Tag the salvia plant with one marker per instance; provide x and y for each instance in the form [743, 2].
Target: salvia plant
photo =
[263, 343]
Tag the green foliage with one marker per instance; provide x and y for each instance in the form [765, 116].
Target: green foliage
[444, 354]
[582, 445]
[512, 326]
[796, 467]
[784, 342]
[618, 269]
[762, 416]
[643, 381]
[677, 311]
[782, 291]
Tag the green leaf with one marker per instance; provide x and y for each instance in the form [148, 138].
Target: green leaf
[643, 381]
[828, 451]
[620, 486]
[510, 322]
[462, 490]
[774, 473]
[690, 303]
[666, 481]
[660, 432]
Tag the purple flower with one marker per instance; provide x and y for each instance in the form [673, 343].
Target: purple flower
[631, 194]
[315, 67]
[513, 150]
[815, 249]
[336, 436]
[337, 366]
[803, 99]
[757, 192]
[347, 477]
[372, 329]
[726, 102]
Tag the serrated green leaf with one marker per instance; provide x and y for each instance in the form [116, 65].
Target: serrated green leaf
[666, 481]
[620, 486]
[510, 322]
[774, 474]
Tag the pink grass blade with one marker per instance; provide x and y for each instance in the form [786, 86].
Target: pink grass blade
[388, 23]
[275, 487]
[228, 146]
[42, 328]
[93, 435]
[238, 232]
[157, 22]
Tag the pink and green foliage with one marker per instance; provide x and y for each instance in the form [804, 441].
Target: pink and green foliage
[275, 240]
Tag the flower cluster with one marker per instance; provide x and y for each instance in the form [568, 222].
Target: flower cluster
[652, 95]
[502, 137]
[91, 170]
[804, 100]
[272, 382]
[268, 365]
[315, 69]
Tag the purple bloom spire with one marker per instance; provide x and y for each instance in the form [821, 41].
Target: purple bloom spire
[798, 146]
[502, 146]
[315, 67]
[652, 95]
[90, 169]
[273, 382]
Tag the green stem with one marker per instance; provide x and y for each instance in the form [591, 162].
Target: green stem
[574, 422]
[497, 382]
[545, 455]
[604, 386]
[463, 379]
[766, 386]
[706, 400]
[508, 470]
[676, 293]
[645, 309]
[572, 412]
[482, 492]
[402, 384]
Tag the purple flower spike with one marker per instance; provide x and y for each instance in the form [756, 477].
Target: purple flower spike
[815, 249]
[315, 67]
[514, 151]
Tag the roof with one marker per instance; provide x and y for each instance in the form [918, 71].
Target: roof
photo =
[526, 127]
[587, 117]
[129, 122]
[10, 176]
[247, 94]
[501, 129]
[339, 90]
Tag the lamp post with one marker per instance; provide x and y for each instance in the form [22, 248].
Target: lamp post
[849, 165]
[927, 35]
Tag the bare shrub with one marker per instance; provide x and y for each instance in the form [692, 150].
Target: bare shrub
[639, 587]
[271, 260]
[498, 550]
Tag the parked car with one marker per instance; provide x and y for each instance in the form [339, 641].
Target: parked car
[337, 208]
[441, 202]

========

== CONSIGNE ==
Recopie en entier toutes les lignes des données, de celle qui contient « Tag the bare » jusqu'à la fin des données, les deux bornes comprises. Décale de 133 chaque nombre des coordonnées données en réponse.

== RÉPONSE CI-DESSOUS ==
Tag the bare shrub with one marker per instance; provide x and y for each instance in the form [692, 150].
Target: bare shrub
[772, 720]
[404, 393]
[631, 683]
Tag the parked car with one marker per instance; provide x and y for each instance in the form [339, 641].
Target: parked car
[470, 341]
[574, 335]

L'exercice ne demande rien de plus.